● To be done
Set each entry down verbatim, omitting images.

* * * * * * *

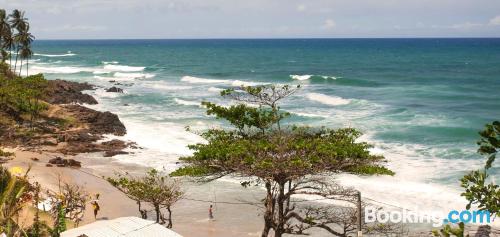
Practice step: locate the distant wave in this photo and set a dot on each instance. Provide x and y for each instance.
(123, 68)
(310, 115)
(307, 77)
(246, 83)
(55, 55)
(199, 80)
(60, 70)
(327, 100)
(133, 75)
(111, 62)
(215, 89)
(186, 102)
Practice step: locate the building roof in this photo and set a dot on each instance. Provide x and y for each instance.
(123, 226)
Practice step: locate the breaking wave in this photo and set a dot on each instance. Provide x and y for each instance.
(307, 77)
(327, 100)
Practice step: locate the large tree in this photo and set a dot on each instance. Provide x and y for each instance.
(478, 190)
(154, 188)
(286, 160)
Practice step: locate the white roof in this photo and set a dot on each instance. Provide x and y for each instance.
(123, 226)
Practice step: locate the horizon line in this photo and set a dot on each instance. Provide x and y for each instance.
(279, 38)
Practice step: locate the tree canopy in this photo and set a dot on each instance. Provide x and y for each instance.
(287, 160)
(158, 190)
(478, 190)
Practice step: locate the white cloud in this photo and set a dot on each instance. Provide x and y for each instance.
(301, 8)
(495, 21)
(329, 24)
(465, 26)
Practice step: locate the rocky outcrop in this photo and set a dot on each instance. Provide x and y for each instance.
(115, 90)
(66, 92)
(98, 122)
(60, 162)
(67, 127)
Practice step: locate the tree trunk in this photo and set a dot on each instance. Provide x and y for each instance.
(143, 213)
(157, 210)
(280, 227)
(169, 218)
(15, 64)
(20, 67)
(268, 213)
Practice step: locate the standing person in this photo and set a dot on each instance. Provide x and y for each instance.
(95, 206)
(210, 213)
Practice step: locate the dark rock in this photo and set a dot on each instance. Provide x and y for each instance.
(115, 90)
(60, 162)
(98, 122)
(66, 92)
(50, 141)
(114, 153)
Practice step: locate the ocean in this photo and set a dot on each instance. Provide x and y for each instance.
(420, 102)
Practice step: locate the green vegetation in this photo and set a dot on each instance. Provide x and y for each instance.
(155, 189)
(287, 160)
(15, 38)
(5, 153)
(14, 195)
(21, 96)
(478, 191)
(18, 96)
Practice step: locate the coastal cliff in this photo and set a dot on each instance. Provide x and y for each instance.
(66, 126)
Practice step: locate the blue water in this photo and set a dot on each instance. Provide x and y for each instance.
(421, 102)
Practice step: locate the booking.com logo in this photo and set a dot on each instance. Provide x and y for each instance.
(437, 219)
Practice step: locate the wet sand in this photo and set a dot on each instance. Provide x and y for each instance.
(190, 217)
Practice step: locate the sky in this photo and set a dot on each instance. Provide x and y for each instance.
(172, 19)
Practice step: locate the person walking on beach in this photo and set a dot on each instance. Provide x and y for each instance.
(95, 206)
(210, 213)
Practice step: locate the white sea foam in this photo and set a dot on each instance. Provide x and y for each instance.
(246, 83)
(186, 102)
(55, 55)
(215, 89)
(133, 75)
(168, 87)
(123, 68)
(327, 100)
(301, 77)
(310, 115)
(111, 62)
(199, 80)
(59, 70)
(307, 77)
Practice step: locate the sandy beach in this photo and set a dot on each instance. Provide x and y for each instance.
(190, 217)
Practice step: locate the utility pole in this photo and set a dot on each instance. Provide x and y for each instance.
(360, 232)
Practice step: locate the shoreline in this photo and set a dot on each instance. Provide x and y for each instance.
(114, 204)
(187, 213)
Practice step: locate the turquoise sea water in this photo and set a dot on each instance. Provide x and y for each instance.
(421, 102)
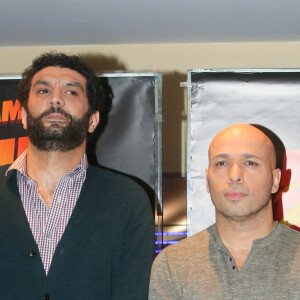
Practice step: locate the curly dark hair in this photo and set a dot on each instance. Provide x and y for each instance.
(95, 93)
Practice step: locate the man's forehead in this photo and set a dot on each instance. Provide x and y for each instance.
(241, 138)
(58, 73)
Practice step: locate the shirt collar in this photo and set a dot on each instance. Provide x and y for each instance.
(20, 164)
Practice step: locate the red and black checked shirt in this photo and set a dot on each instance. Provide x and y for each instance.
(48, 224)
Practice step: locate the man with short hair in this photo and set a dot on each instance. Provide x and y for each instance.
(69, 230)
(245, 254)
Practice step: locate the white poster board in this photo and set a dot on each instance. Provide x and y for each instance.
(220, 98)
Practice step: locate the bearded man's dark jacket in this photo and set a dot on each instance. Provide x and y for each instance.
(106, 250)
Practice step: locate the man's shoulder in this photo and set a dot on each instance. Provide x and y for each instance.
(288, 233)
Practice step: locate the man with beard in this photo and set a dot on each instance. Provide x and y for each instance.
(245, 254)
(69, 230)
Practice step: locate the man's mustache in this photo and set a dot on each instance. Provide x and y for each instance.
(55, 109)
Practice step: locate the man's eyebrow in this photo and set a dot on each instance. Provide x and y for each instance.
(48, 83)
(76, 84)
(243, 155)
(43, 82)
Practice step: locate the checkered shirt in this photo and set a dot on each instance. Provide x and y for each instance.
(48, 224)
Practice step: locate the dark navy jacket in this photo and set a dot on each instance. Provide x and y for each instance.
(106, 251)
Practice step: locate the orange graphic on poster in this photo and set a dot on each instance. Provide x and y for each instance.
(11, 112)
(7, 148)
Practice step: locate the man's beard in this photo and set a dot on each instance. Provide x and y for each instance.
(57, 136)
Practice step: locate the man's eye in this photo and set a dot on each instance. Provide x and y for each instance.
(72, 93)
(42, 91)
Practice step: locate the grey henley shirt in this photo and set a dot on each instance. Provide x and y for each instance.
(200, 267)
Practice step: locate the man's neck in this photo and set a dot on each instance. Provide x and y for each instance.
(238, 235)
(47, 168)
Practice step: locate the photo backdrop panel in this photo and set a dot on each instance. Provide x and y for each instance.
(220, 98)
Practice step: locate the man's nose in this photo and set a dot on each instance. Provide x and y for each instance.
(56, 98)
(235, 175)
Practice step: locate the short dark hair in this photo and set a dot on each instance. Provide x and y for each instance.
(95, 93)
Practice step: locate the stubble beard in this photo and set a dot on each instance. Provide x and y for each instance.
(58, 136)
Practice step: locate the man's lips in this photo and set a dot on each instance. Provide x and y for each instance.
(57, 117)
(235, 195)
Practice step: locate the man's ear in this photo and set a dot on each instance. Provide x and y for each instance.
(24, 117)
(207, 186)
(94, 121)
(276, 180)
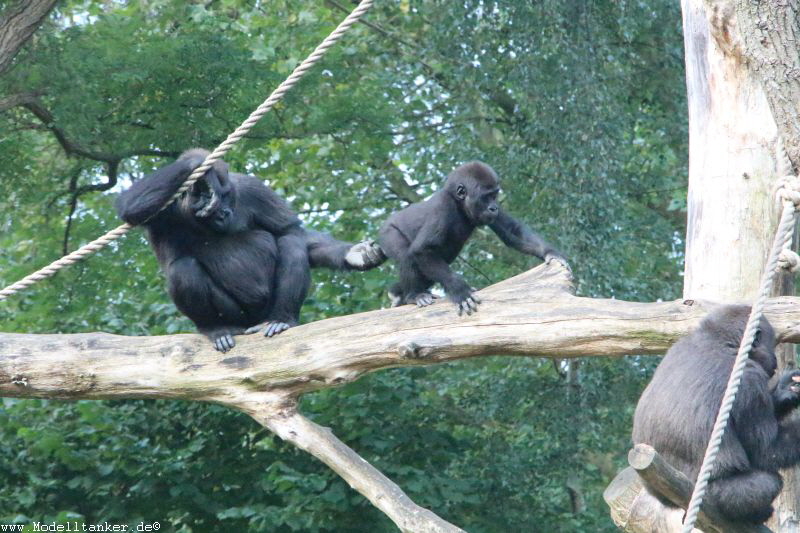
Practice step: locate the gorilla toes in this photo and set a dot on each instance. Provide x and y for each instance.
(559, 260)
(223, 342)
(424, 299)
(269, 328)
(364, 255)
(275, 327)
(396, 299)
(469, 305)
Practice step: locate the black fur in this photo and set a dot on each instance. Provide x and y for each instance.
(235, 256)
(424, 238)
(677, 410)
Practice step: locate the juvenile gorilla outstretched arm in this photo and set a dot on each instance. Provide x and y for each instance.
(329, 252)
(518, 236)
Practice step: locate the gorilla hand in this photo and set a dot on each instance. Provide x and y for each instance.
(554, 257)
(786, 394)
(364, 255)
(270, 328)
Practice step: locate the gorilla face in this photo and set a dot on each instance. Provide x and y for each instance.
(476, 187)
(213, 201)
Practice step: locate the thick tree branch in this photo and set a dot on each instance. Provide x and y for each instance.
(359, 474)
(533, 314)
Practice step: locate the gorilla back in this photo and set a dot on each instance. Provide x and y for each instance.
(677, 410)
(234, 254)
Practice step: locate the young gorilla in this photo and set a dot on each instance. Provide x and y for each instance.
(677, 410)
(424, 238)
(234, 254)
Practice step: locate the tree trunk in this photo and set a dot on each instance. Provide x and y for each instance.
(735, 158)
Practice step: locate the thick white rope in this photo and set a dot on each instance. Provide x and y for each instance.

* * * * * * *

● Correct output
Practice step: locate the distant wave in this photo and set a dot on each instance. Provide x and y for each instance.
(123, 68)
(310, 115)
(307, 77)
(246, 83)
(55, 55)
(199, 80)
(60, 70)
(327, 100)
(133, 75)
(111, 62)
(215, 89)
(186, 102)
Practice step: locate the building roof in this photo and set a dot on each instance. Provide x and y for each instance.
(123, 226)
Practice step: locate the breaking wave in this photo and set a dot on each instance. Provide x and y for each instance.
(307, 77)
(327, 100)
Practice step: locate the large tree in this photo and set a dot on each instance. Provide x and y for each instance.
(478, 190)
(154, 188)
(286, 160)
Practice step: locate the white roof in this photo and set a dot on each instance. Provide x and y for each instance.
(123, 226)
Practice step: locate the horizon line in this photo and set a dot on each instance. Provide x and y for each instance.
(279, 38)
Practice step: locate the tree canopy in this photo and set a dot on each instance. Provide x and y for each instance.
(287, 160)
(158, 190)
(478, 190)
Practice step: locate the white cloud in this photo and set a dot on each instance. Provide x and y for each instance.
(301, 8)
(495, 21)
(329, 24)
(465, 26)
Practice step: locate the rocky outcrop in this photo and set a dot on each instance. Provide x and y for each instance.
(115, 90)
(66, 92)
(98, 122)
(60, 162)
(67, 127)
Practice step: locate the tree trunk in this photo and set a dot on each instance. Provide x and y for each instance.
(143, 213)
(157, 210)
(280, 227)
(169, 218)
(15, 64)
(20, 67)
(268, 213)
Practice step: locate the standing person in this photo and set a dot on each instance. Provide x and y for each instance.
(95, 206)
(210, 213)
Practice step: locate the dark rock in this photo and set a dot on each instance. Provide x and y for each instance.
(115, 90)
(60, 162)
(98, 122)
(66, 92)
(50, 141)
(114, 153)
Practice step: locate the ocean in this photo and set a dot on each instance. Provide x and y for each instance.
(420, 102)
Practice step: locate the green vegetation in this photo and set a dot on each instance. Provide x and y for each instance.
(155, 189)
(287, 160)
(15, 38)
(5, 153)
(14, 195)
(21, 96)
(478, 191)
(18, 96)
Practice step: locate the coastal cliff in this photo and set a dot on each instance. Provide x and y for each instance.
(66, 126)
Practice step: locate the blue water in this photo and set a dot on each instance. Provide x and y for each instance.
(421, 102)
Practice step: locate the booking.com logo in this photo and set a dot on each instance. Provide x and y for each instance.
(437, 219)
Practice step: locate the wet sand in this photo and set a dot on each instance. Provide x and y for each instance.
(190, 217)
Practice step: locate the sky in this photo and set a dot on each instance. Provide x and y for each instance.
(172, 19)
Practice step: locate the person walking on beach in this photo and set a dot on each instance. Provide x and y for each instance.
(95, 206)
(210, 213)
Practice step: locate the white sea foam in this photo and set a dot on each instance. Provide x and y for each instance.
(246, 83)
(186, 102)
(55, 55)
(215, 89)
(133, 75)
(168, 87)
(123, 68)
(327, 100)
(301, 77)
(310, 115)
(111, 62)
(199, 80)
(59, 70)
(307, 77)
Practice step: locate the sandy beach in this photo and set a dot on each instance. Provide x and y for each instance.
(190, 217)
Practice step: locate the utility pole in this photo and set a dot on each instance. Provide x and y for each instance.
(360, 232)
Practice step: locate the shoreline in this photo and set a dot on each instance. Provide x and y for each instance.
(114, 204)
(187, 213)
Practice step: locate the turquoise sea water in this photo and set a dot on each instance. Provide x and y for each instance.
(421, 102)
Practice step: locate the curly dark hair in this photo and set a dot on each instance. Provide x and y for each instance.
(95, 93)
Practice step: locate the man's forehead in this photo and set a dot on each instance. Provide x and y for each instance.
(241, 138)
(58, 73)
Practice step: locate the shirt collar in this photo and set a dot on each instance. Provide x and y for each instance.
(20, 164)
Practice step: locate the red and black checked shirt in this photo and set a dot on each instance. Provide x and y for each instance.
(48, 224)
Practice step: locate the man with short hair in this photo and set a dot on each instance. Provide x and y for each instance.
(69, 230)
(245, 254)
Practice step: locate the white poster board in this photo and set a dot on each instance. Provide x and y for each instance.
(220, 98)
Practice step: locate the bearded man's dark jacket in this photo and set a dot on each instance. Provide x and y for each instance.
(106, 250)
Practice step: locate the man's shoulder in this photo and set a dot on each instance. Provide x and y for each instance.
(288, 233)
Practice step: locate the man with beard in this photo and set a dot on each instance. Provide x and y for each instance.
(245, 254)
(69, 230)
Practice step: locate the man's mustache in this photo and set a dot on each instance. Provide x and y for each instance.
(55, 109)
Practice step: locate the man's eyebrow in this photo and set a dot on each instance. Provide x and y for each instance.
(48, 83)
(76, 84)
(243, 155)
(43, 82)
Practice step: locate the checkered shirt in this photo and set a dot on each instance. Provide x and y for each instance.
(48, 224)
Practice step: locate the dark navy jacket in this photo and set a dot on each instance. Provide x and y for each instance.
(106, 251)
Practice step: locate the orange graphic on poster in this photo and set a dot on each instance. Provide x and y for each instance.
(11, 112)
(7, 148)
Practice step: locate the man's beard in this photo and set a dot on each instance. Provide x and y for each instance.
(57, 136)
Practice step: locate the man's eye in this photo and set a dot on each instance. Provide x and y for each instance.
(72, 93)
(42, 91)
Practice step: locate the grey henley shirt in this photo and set a dot on each instance. Provide x and y for each instance.
(200, 267)
Practice step: locate the man's neck in this photo and set a dot on each instance. Provide x and y for each instance.
(238, 235)
(47, 168)
Practice step: locate the photo backdrop panel in this photo and set a dot on each instance. Provide x and y for each instance.
(220, 98)
Practice step: locate the man's nose in this photo and set a dot on each instance. Provide x and y for each instance.
(56, 98)
(235, 175)
Practice step: locate the short dark hair in this photo and set a dot on each instance. Provide x and y for each instance.
(95, 93)
Practice step: locate the stubble beard in this photo and set a dot on each instance. Provide x and y for each instance.
(58, 136)
Practice step: locate the man's lips in this photo and set a dot on each instance. Provide x and y for each instance.
(57, 117)
(235, 195)
Practice step: locate the man's ear in this photo and set a dot on each instance. Provide x and y for each instance.
(24, 117)
(207, 186)
(94, 121)
(276, 180)
Practice step: locate the gorilla toes in this photo and set a dot on each instance. Provide x and y for each instance.
(559, 260)
(223, 342)
(424, 299)
(269, 328)
(364, 255)
(275, 327)
(396, 299)
(469, 305)
Practice step: locate the black fur in this photo and set a dot on each instance. Provide x and y for each instance.
(235, 256)
(424, 238)
(677, 410)
Practice step: locate the juvenile gorilla outstretched arm in this photo and set a dot on each instance. Provide x and y for each instance.
(329, 252)
(518, 236)
Practice step: locate the gorilla hand in this photo and set a dot on each instance. Provide x and y for each instance.
(554, 257)
(786, 394)
(364, 255)
(270, 328)
Practice step: locate the gorilla face in this photo and set a dot on each instance. Provide x and y for each instance.
(476, 187)
(213, 201)
Practice step: locate the thick tree branch in this photo and set a dot on each instance. Provide x and y for each instance.
(359, 474)
(533, 314)
Practice step: locate the gorilla back in this photo and set a dot on each instance. Provide x and y for each instance.
(677, 410)
(234, 254)
Practice step: locate the young gorilla in this photo and set a dot on each instance. Provide x and y for each instance.
(677, 410)
(424, 238)
(234, 254)
Practice step: locate the tree trunk in this photo and set a dot on each instance. Provide x and y for each instance.
(735, 158)
Practice step: locate the thick white rope in this photo and set a dot on each instance. Provide x and y for each instance.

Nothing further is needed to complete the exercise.